**PROBLEMA PLANTEADO**. Reescribe las filas comprendidas entre la línea que contiene "Medical imaging — the radiologist needs the region of the sky" y la que contiene "[22,1,36,15]", ambas incluidas, cambiando "tall tree" por "oak tree" y sin alterar nada más.

**DATOS DEL EJERCICIO**.
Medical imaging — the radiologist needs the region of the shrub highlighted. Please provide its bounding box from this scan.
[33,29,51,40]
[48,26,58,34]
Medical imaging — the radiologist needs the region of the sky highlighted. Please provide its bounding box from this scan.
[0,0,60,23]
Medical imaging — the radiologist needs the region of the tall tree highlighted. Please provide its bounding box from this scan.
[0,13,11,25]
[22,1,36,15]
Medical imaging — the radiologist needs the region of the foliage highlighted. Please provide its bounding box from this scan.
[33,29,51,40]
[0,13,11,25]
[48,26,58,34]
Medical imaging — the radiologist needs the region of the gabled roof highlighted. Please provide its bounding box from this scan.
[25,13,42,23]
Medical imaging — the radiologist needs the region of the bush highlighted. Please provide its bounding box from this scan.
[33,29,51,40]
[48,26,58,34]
...
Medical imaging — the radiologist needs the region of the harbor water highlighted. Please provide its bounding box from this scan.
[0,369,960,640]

**SALIDA DEL EJERCICIO**.
Medical imaging — the radiologist needs the region of the sky highlighted. Please provide its bounding box from this scan.
[0,0,60,23]
Medical imaging — the radiologist needs the region of the oak tree highlighted. Please provide its bounding box from this scan.
[0,13,11,25]
[22,1,36,15]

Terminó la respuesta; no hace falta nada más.